---- 본문
In [None]:
!pip install konlpy

In [None]:
from google.colab import drive
drive.mount('/content/drive')

Mounted at /content/drive


## 라이브러리 다운로드

In [None]:
!pip install torchtext==0.4.0

In [None]:
import torch
import torch.nn as nn
import torch.optim as optim
import torch.nn.functional as F
from torch.utils.data import Dataset, DataLoader

from torchtext import data, datasets
from torchtext.vocab import GloVe

import re
import os
import math
import random
import numpy as np
import pandas as pd
from tqdm import tqdm, tqdm_notebook
import matplotlib.pyplot as plt

import nltk
from nltk.tokenize import word_tokenize, sent_tokenize
nltk.download('punkt')

[nltk_data] Downloading package punkt to /root/nltk_data...
[nltk_data]   Unzipping tokenizers/punkt.zip.


True

In [None]:
torch.manual_seed(777)
random.seed(777)
np.random.seed(777)

## Data setting

In [None]:
from konlpy.tag import Okt
okt = Okt()

In [None]:
torch.manual_seed(777)
random.seed(777)
np.random.seed(777)

train = pd.read_csv("/content/drive/My Drive/crawling_20211104.csv")
df_shuffled=train.iloc[np.random.permutation(train.index)].reset_index(drop=True)
train = df_shuffled.copy()

label = []
for s in train['scores']:
  if s == "width: 100%":
    label.append(0)
  elif s == "width: 80%":
    label.append(1)
  else:
    label.append(2)

train['label'] = label

train_df = train[:-8000]
val_df = train[-8000:]

total_tokens = [okt.morphs(sentence) for sentence in tqdm(train['rvs'])]

stopwords = ['의','가','이','은','들','는','과','도','를','으로','자','에','와','한','하다','대다','년','월','대']

100%|██████████| 30000/30000 [02:12<00:00, 226.40it/s]


In [None]:
using_data = train[['rvs', 'label', 'retypes', 'categories', 'meta_sizes', 'meta_brights', 'meta_colors', 'meta_thicks']]

In [None]:
meta_df = pd.DataFrame()
for c in using_data.columns.tolist()[2:]:
  dummy_cate = pd.get_dummies(using_data[c])
  meta_df = pd.concat([meta_df, dummy_cate], axis=1)

train_meta_df = meta_df[:-8000]
val_meta_df = meta_df[-8000:]

### 단어 집합 만들기 with GloVe (torchtext)

In [None]:
# 필드 정의
TEXT = data.Field(sequential=True,
                  use_vocab=True,
                  tokenize=okt.morphs,
                  lower=True,
                  batch_first=True,
                  stop_words = stopwords,
                  fix_length=100)

LABEL = data.LabelField(sequential=False,
                   use_vocab=False,
                   batch_first=False,
                   is_target=True)
--------
---- 추출 자료
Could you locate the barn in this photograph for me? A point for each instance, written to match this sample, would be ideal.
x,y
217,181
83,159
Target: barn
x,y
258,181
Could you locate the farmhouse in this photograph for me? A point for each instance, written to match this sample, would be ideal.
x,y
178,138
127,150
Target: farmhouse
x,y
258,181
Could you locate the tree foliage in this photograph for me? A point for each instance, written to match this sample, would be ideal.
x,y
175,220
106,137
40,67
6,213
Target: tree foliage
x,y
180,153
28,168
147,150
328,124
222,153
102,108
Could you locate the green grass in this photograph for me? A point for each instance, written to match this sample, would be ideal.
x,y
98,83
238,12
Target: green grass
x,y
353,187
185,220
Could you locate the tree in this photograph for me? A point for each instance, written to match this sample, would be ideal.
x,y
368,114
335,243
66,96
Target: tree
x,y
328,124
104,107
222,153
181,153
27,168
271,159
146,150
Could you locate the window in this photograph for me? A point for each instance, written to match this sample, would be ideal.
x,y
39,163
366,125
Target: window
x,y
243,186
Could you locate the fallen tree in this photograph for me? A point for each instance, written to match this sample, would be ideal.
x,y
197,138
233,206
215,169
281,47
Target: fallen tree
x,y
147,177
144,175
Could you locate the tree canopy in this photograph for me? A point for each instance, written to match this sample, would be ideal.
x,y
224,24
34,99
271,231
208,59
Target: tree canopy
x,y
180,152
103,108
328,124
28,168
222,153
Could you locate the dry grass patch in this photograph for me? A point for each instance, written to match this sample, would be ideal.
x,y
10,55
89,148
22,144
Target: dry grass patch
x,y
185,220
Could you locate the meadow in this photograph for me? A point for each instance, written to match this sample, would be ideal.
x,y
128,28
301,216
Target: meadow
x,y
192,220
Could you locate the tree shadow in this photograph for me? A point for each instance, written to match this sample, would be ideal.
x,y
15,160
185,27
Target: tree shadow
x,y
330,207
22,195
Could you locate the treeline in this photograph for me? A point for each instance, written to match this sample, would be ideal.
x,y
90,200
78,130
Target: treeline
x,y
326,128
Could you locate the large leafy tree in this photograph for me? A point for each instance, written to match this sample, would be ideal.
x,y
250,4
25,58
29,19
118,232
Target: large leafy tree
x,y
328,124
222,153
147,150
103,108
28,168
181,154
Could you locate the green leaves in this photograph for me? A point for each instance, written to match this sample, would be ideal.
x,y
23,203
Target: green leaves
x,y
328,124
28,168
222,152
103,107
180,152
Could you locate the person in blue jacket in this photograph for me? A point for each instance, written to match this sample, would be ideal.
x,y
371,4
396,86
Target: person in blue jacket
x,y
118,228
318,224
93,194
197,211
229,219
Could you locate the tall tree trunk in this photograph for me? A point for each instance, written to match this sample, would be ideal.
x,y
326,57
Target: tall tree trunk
--------
**필수 과제**
• 1. 본문의 코드에서 scores 값이 "width: 80%"인 경우에는 어떤 레이블 값이 붙습니까?
• 2. 본문에서 "100%|██████████| 30000/30000 [02:12<00:00, 226.40it/s]"에서 시작하여 "dummy_cate = pd.get_dummies(using_data[c])"까지 이어지는 부분을 그대로 뽑아 적으십시오.

**연습 정답**
• 1. 레이블 값 1이 붙습니다.

• 2.
100%|██████████| 30000/30000 [02:12<00:00, 226.40it/s]


In [None]:
using_data = train[['rvs', 'label', 'retypes', 'categories', 'meta_sizes', 'meta_brights', 'meta_colors', 'meta_thicks']]

In [None]:
meta_df = pd.DataFrame()
for c in using_data.columns.tolist()[2:]:
  dummy_cate = pd.get_dummies(using_data[c])